_REQUEST_. Recast the material into a Markdown table with the columns Row and Line, starting with the first line and going on through the line with "box: [124, 117, 133, 129]", one numbered row per line and no blank lines. Leave the pictures out of the answer.

_EXERCISE INPUT_.
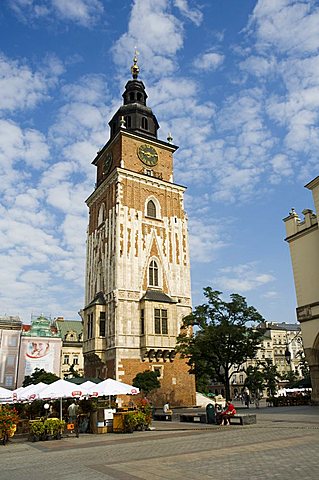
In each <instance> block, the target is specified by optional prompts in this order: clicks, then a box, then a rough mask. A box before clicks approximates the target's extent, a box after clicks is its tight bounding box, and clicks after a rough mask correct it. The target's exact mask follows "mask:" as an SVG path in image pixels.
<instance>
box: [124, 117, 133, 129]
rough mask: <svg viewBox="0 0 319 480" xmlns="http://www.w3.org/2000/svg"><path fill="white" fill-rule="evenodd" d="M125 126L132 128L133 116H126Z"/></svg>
mask: <svg viewBox="0 0 319 480" xmlns="http://www.w3.org/2000/svg"><path fill="white" fill-rule="evenodd" d="M124 120H125V126H126V128H131V126H132V124H131V117H130V116H127V117H125V119H124Z"/></svg>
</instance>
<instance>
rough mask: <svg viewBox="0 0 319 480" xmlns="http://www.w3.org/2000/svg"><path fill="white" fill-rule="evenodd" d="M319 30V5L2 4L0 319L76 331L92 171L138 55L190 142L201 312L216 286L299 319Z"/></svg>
mask: <svg viewBox="0 0 319 480" xmlns="http://www.w3.org/2000/svg"><path fill="white" fill-rule="evenodd" d="M318 25H319V5H318V2H316V1H311V0H308V1H301V0H258V1H256V0H201V1H197V0H156V1H155V0H154V1H153V0H134V1H126V0H122V1H114V0H2V1H1V6H0V27H1V43H0V92H1V95H0V172H1V180H2V181H1V185H0V246H1V249H0V255H1V258H0V265H1V270H0V315H4V314H8V315H20V317H21V318H22V319H23V320H24V321H25V322H29V321H30V315H31V314H32V313H33V314H39V313H42V312H43V313H44V314H46V315H51V316H52V317H56V316H60V315H62V316H64V317H65V318H68V319H79V316H78V313H77V312H78V311H79V310H80V308H82V307H83V302H84V270H85V240H86V227H87V222H88V212H87V207H86V205H85V199H86V198H87V197H88V196H89V194H90V193H91V192H92V191H93V189H94V182H95V167H94V166H92V165H91V161H92V160H93V158H94V157H95V154H96V152H97V151H98V150H99V149H100V148H101V147H102V146H103V145H104V144H105V143H106V141H107V140H108V135H109V129H108V121H109V120H110V118H111V116H112V115H113V113H114V112H115V110H117V108H118V107H119V105H120V104H121V101H122V97H121V95H122V92H123V90H124V85H125V83H126V81H127V80H128V79H129V78H130V66H131V64H132V57H133V53H134V48H135V46H136V47H137V48H138V51H139V66H140V78H141V79H142V80H143V81H144V83H145V85H146V90H147V93H148V96H149V98H148V105H149V106H151V107H152V109H153V111H154V113H155V114H156V116H157V119H158V121H159V124H160V126H161V128H160V131H159V138H161V139H163V140H166V137H167V134H168V132H172V135H173V139H174V140H173V141H174V143H175V144H177V145H179V146H180V148H179V150H178V151H177V153H176V155H175V177H174V180H175V182H176V183H179V184H182V185H186V186H187V187H188V190H187V194H186V200H185V205H186V209H187V213H188V218H189V232H190V246H191V264H192V271H191V273H192V295H193V304H194V305H197V304H199V303H201V302H202V301H203V298H202V289H203V287H206V286H211V287H213V288H214V289H217V290H220V291H222V292H224V293H225V295H226V296H227V295H229V293H233V292H234V293H240V294H241V295H243V296H245V297H246V298H247V301H248V303H249V304H250V305H254V306H255V307H256V308H257V309H258V310H259V311H260V313H261V314H262V315H263V316H264V317H265V319H266V320H268V321H278V322H281V321H286V322H295V321H296V320H295V307H296V300H295V291H294V284H293V276H292V269H291V264H290V256H289V250H288V245H287V244H286V243H285V242H284V237H285V228H284V224H283V222H282V219H283V218H284V217H285V216H287V215H288V213H289V210H290V209H291V208H292V207H294V208H295V209H296V211H297V212H298V213H299V214H300V216H301V218H302V215H301V212H302V210H303V209H304V208H313V202H312V196H311V193H310V192H309V191H308V190H307V189H305V188H304V185H305V184H306V183H307V182H309V181H310V180H312V179H313V178H314V177H316V176H317V175H318V153H319V129H318V106H319V28H318Z"/></svg>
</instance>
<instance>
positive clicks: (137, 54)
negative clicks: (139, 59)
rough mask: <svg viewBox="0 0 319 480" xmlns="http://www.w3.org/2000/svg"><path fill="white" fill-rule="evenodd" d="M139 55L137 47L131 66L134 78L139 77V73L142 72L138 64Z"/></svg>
mask: <svg viewBox="0 0 319 480" xmlns="http://www.w3.org/2000/svg"><path fill="white" fill-rule="evenodd" d="M137 56H138V51H137V49H136V47H135V51H134V57H133V65H132V66H131V72H132V77H133V78H134V80H135V79H136V78H137V77H138V74H139V73H140V69H139V67H138V65H137Z"/></svg>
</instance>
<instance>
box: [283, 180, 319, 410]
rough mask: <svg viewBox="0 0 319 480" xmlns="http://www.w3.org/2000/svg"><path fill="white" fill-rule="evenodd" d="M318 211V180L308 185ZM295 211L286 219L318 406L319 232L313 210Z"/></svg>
mask: <svg viewBox="0 0 319 480" xmlns="http://www.w3.org/2000/svg"><path fill="white" fill-rule="evenodd" d="M306 188H308V189H309V190H311V192H312V195H313V201H314V205H315V211H316V212H317V214H318V212H319V177H316V178H315V179H314V180H312V181H311V182H310V183H308V184H307V185H306ZM302 214H303V216H304V218H303V219H300V218H299V216H298V214H297V213H296V212H295V210H294V209H292V210H291V212H290V213H289V216H288V217H286V218H284V222H285V226H286V241H287V242H288V243H289V248H290V256H291V262H292V269H293V275H294V281H295V289H296V296H297V305H298V307H297V319H298V321H299V322H300V324H301V329H302V336H303V342H304V348H305V355H306V359H307V361H308V363H309V368H310V376H311V382H312V401H313V402H314V403H315V404H319V229H318V217H317V215H316V214H315V213H313V211H312V210H309V209H306V210H303V212H302Z"/></svg>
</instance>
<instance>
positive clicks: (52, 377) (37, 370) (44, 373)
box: [22, 368, 60, 387]
mask: <svg viewBox="0 0 319 480" xmlns="http://www.w3.org/2000/svg"><path fill="white" fill-rule="evenodd" d="M59 379H60V377H58V376H57V375H55V374H54V373H51V372H46V371H45V370H44V369H43V368H36V369H35V370H34V372H33V373H32V375H27V376H26V377H24V380H23V383H22V386H23V387H27V386H28V385H35V384H36V383H40V382H43V383H47V384H50V383H53V382H55V381H56V380H59Z"/></svg>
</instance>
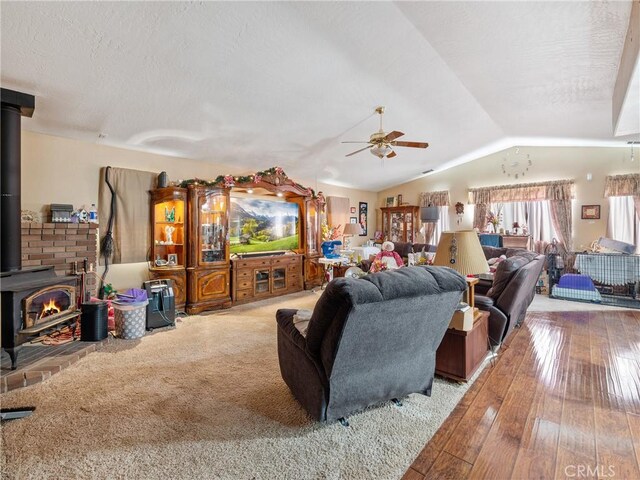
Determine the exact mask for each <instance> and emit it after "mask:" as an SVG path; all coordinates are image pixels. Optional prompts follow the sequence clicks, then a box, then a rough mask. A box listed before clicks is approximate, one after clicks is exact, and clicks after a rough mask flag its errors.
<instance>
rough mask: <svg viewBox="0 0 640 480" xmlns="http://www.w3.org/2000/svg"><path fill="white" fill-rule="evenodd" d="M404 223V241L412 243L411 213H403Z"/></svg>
mask: <svg viewBox="0 0 640 480" xmlns="http://www.w3.org/2000/svg"><path fill="white" fill-rule="evenodd" d="M404 224H405V228H406V233H407V235H406V239H407V240H406V241H407V242H411V243H413V214H412V213H411V212H407V213H405V214H404Z"/></svg>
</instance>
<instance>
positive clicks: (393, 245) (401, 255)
mask: <svg viewBox="0 0 640 480" xmlns="http://www.w3.org/2000/svg"><path fill="white" fill-rule="evenodd" d="M393 251H394V252H396V253H397V254H398V255H400V256H401V257H405V258H406V257H407V256H408V255H409V254H410V253H413V244H412V243H410V242H393Z"/></svg>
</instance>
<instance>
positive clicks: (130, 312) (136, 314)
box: [113, 300, 149, 340]
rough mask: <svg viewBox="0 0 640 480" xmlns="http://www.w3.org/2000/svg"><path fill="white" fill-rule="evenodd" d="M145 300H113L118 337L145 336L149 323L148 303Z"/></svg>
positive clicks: (130, 337) (135, 338)
mask: <svg viewBox="0 0 640 480" xmlns="http://www.w3.org/2000/svg"><path fill="white" fill-rule="evenodd" d="M148 303H149V300H145V301H143V302H127V303H124V302H113V308H114V310H115V320H116V337H119V338H124V339H125V340H133V339H136V338H140V337H142V336H144V332H145V328H146V325H147V304H148Z"/></svg>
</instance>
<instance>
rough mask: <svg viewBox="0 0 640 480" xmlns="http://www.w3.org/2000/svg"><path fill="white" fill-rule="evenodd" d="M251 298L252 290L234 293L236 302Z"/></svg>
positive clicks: (242, 291)
mask: <svg viewBox="0 0 640 480" xmlns="http://www.w3.org/2000/svg"><path fill="white" fill-rule="evenodd" d="M251 297H253V290H252V289H251V290H238V291H237V293H236V300H242V299H243V298H251Z"/></svg>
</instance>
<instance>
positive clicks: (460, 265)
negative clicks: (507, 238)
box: [433, 230, 489, 308]
mask: <svg viewBox="0 0 640 480" xmlns="http://www.w3.org/2000/svg"><path fill="white" fill-rule="evenodd" d="M433 264H434V265H437V266H440V267H450V268H453V269H454V270H456V271H457V272H458V273H460V274H462V275H464V276H465V277H466V276H467V275H479V274H480V273H486V272H488V271H489V264H488V263H487V259H486V258H485V256H484V251H483V250H482V245H480V239H479V238H478V234H477V233H476V232H475V231H473V230H459V231H457V232H442V236H441V237H440V243H438V249H437V250H436V257H435V258H434V259H433ZM476 283H478V279H477V278H472V279H470V278H467V284H468V286H469V289H468V290H467V303H468V304H469V305H470V306H471V307H472V308H474V298H473V296H474V290H475V284H476Z"/></svg>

_ANSWER AREA_.
| Row | Line |
|---|---|
| 1 | In each <instance> block, the target is specified by optional prompts in this order: clicks, then a box, then a rough mask. A box before clicks approximates the target's extent, a box after clicks is its tight bounding box, and clicks after a rough mask correct it. The target's exact mask follows "mask:" as an SVG path in image pixels. |
| 2 | <instance> |
| 3 | box: [124, 117, 133, 129] |